- 提供された抜粋
= = = = =

工具の熱処理・表面処理基礎講座
1-1 工具材料の種類と分類
(1) 工具に要求される特性
工具とは、バイトやドリルなど切削工具、ペンチやドライバーなど作業工具、プレス金型やダイカスト金型など成形用工具、各種治工具など、分類法によっては多くのものがその範疇で取り扱われています。工具に要求される特性は、その使用状況や環境によってそれぞれ異なりますから、最適材料の選定が最重要です。
切削工具の場合、当然耐摩耗性は重要な特性ですが、使用環境が断続加工であれば耐衝撃性の高いことが強く要求されます。また、重切削加工に用いられる場合には刃先が高温になりますから、高温になっても硬さが低下しないで、しかも構成刃先を生じにくいことが要求されます。

= = = = =

- 課題内容
工具材料の解説文のうち、「工具の熱処理・表面処理基礎講座」から「最適材料の選定が最重要です。」までの部分を、「最適材料」を「最適な材料」に変えて書き出すこと。

保存済みの記録:
= = = = =

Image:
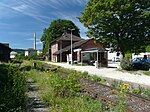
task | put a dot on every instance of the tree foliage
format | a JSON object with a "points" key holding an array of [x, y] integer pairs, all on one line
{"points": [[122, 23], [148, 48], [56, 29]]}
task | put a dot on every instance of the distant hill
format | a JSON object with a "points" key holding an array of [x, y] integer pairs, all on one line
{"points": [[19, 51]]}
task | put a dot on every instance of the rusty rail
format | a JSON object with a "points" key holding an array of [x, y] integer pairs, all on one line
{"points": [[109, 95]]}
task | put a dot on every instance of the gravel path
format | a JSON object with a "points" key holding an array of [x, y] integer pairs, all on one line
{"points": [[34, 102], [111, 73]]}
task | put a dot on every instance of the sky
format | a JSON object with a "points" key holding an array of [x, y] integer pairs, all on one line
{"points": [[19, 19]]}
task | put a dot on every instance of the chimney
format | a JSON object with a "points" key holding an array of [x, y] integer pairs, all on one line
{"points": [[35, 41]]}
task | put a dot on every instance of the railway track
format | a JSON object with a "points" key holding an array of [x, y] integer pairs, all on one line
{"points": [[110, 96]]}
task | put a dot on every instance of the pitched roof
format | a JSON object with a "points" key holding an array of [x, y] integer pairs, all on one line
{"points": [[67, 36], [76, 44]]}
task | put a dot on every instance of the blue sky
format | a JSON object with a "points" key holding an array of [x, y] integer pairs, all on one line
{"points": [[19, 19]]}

= = = = =

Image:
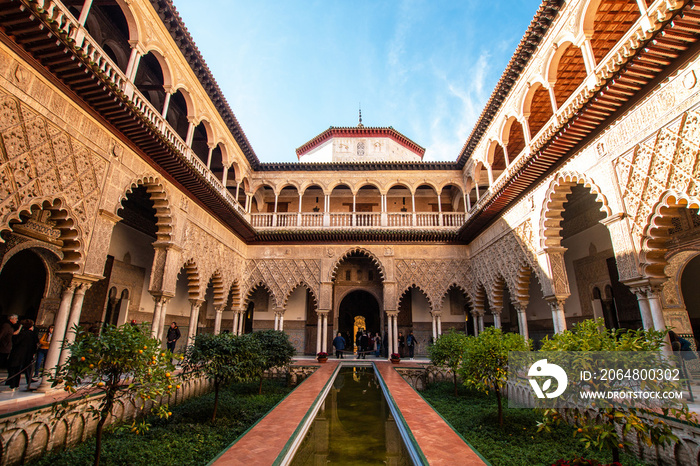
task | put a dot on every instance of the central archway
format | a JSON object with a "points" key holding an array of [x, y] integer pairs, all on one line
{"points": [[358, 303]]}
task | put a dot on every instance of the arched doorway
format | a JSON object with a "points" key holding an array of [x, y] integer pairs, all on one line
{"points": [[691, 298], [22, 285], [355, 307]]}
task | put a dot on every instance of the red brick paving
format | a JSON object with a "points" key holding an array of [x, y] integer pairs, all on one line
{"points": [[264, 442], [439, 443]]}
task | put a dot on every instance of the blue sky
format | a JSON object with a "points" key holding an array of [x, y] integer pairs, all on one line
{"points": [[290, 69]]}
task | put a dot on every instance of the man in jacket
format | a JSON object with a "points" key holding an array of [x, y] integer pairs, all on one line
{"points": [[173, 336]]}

= = = = =

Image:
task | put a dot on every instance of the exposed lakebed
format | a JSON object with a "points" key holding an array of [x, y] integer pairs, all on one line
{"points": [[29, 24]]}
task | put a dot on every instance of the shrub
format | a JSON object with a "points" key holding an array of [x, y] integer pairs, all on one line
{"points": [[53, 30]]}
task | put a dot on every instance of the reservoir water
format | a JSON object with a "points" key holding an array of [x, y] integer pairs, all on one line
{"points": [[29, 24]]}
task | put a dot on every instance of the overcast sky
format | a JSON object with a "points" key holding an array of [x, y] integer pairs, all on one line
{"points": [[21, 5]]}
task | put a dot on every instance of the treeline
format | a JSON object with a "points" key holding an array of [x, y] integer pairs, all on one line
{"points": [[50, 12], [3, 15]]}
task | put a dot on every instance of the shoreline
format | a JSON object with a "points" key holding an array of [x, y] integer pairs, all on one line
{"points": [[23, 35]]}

= = = = =

- 以下の回答
工具の熱処理・表面処理基礎講座
1-1 工具材料の種類と分類
(1) 工具に要求される特性
工具とは、バイトやドリルなど切削工具、ペンチやドライバーなど作業工具、プレス金型やダイカスト金型など成形用工具、各種治工具など、分類法によっては多くのものがその範疇で取り扱われています。工具に要求される特性は、その使用状況や環境によってそれぞれ異なりますから、最適な材料の選定が最重要です。